◆ **Dokumen**:
-----

Tag Archives: cipika bookmate

Pendekatan Digital Indosat Ooredoo di Era Over The Top

Pasca layanan OTT (Over The Top) menjadi masif di kalangan pengguna perangkat komputasi, perusahaan telekomunikasi sebagai salah satu institusi terdampak harus menggerakkan strategi digital yang lebih inovatif dan agresif. Tak terkecuali bagi Indosat Ooredoo, perusahaan telekomunikasi terbesar kedua berkepemilikan 69,8 juta pengguna. Strategi e-commerce, mobile payment dan startup investment menjadi yang paling dominan terlihat dilakukan oleh Indosat saat ini.

Di e-commerce, platform Cipika dikembangkan sedemikian rupa. Dengan pengalaman pengembangan TokoOn pada tahun 2012, transformasi e-commerce Cipika bergerak gesit menyasar segmentasi yang lebih spesifik, seperti dihadirkannya model pembelian grosir melalui platform digital dihadirkan untuk menarik lebih banyak pengguna. Akses kemudahan dalam transaksi pembayaran juga digencarkan, seperti bekerja sama dengan Indormaret.

Selain e-commerce, tren di kalangan konsumen lain seperti digital wallet juga diikuti. Dengan layanan Dompetku, Indosat mencoba turut membudayakan generasi cashless memaksimalkan fungsionalitas mobile yang akrab di kalangan pengguna. Dari pemaparan Indosat, model bisnis berbasis telco & bank agnostic berhasil membawa pertumbuhan pesat di kalangan penikmat digital payment. Hingga bulan September tahun ini, pengguna aktif sudah mencapai lebih dari 4 juta, total transaksi mencapai Rp 5,5 triliun.

Menyasar consumer users di kategori lain, Cipika Bookmate hadir menyajikan koleksi buku internasional sebanyak lebih dari 500 ribu e-book dan 4000 e-book lokal. Dengan sistem pembayaran carrier billing atau potong pulsa, Indosat mencoba menawarkan kemudahan, kenyamanan dan keuntungan, bukan hanya untuk pengguna namun juga penerbit. Selain itu Cipika Play turut melengkapi portofolio produk digital yang memberikan kemudahan pengguna membeli barang di internet seperti fulltrack, voucher game online, voucher hotspot/internet dan lain-lain

Inovator lokal turut dinilai menjadi komponen penting yang perlu dirangkul, melalui berbagai program independen dan kemitraan, seperti Ideabox, Ideabox Ventures, dan SB-ISAT Fund. Indosat mencoba memberikan wadah kepada startup digital Indonesia untuk bernaung. Dengan potensi yang begitu besar dalam mengembangkan produk dan layanan digital consumer.

-----

◆ **Isi Data**:
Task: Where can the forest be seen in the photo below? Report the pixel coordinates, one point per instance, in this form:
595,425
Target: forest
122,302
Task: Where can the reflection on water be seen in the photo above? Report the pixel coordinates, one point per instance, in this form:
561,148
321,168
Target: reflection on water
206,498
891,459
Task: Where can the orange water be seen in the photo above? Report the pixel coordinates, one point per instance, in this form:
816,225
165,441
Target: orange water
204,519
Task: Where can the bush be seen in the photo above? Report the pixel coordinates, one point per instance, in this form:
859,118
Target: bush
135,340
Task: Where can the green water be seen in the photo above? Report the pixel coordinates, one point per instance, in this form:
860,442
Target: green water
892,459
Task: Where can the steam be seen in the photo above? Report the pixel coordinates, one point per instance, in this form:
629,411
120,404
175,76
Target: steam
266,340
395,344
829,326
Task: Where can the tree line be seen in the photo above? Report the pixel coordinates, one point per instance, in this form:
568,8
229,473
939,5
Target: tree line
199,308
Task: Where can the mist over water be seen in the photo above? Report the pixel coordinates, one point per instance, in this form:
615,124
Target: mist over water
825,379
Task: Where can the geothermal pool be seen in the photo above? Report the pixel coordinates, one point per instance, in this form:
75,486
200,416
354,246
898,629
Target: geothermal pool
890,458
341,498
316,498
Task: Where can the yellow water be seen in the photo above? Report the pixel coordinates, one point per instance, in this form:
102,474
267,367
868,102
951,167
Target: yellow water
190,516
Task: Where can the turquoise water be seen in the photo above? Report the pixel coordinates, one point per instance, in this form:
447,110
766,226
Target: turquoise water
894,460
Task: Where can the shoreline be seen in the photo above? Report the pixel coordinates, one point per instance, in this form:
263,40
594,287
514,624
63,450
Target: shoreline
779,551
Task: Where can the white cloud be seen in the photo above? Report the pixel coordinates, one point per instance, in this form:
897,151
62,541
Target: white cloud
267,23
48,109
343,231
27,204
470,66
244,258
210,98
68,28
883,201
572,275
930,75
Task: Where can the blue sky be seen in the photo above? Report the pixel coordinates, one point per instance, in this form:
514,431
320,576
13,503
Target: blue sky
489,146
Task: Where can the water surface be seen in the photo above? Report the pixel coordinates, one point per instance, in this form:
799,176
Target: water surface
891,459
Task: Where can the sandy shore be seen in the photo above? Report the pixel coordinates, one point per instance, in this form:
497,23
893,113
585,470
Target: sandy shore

-----

◆ **Daftar Tugas**:
1 > Menurut dokumen tentang strategi digital Indosat Ooredoo, berapa jumlah pengguna aktif Dompetku hingga bulan September?
2 > Tuliskan lanjutan dokumen tentang strategi digital Indosat Ooredoo, mulai setelah kalimat terakhirnya.
Item-item tersebut adalah bahan tersendiri yang terpisah dari dokumen.

◆ **Jawaban per Tugas**:
1 > Lebih dari 4 juta pengguna aktif.

2 >
E-commerce yang terfragmentasi, dan optimasi potensi dari cashless generation

Bertarung di pangsa pasar e-commerce Indonesia dipastikan harus memiliki energi besar dan pendekatan yang sangat kompleks. Fokus Indosat ke arah utilisasi layanan, untuk memaksimalkan penjualan produk telekomunikasi andalan. Misalnya untuk memberikan promo barang sebagai bentuk penjualan ekslusif atau bonus poin dalam penggunaan layanan telekomunikasi tertentu. Bertarung untuk brand awareness antar layanan e-commerce yang ada akan menjadi PR yang sangat menantang, tapi e-commerce dengan potensinya memang tak boleh ditinggalkan.

Memaknai e-commerce sebagai bagian dari strategi digital dan transformasi Indosat, integrasi layanan dapat menjadi sebuah kunci. Kepemilikan jutaan pengguna perlu dipupuk dengan inovasi, untuk menghadirkan traksi yang meningkatkan kompetisi, baik secara vertikal dengan layanan lain, ataupun horisontal di lintas bisnis. Tahun 2017 Cipika harus terus dioptimalkan dengan cara-cara baru, menyelami tren digital society yang terus berkembang di pelosok negeri.

Untuk mendapatkan nominal yang besar, cashless generation dengan budaya konsumtifnya adalah sebuah peluang. Namun sebenarnya budaya digital wallet pun tampak belum terdefinisikan secara jelas. Apakah penggunaannya sudah sepenuhnya menggantikan transaksi cash, sebagai lifestyle (penggunaan tidak sebagai mode primer) ataupun lainnya.

Lagi-lagi perusahaan harus mematahkan tantangan untuk membangun kultur tersebut. Potensinya masih besar, kendati bersaing dengan layanan lain. Di sini integrasi layanan juga menjadi poin kunci. Bagaimana memperluas kanal pembayaran, memberikan keuntungan promo, dan sebagainya.

Definisi baru produk telekomunikasi: menyatu dengan layanan

Sempat menjadi “musuh” para perusahaan telco, akhirnya OTT bisa bergerak lebih leluasa tanpa distraksi. Tak lain karena telco sudah menemukan ramuan pas untuk tetap mengoptimalkan bisnis telekomunikasi sembari layanan digital “gratis” bermunculan, dengan membangun ekosistem layanan digital di dalamnya. Menyajikan konten khusus bagi penggunanya untuk beragam kebutuhan. Cipika Bookmate misalnya, mencoba hadir bersama tren membaca buku digital, menawarkan buku eksklusif dengan metode pembayaran yang sangat mudah.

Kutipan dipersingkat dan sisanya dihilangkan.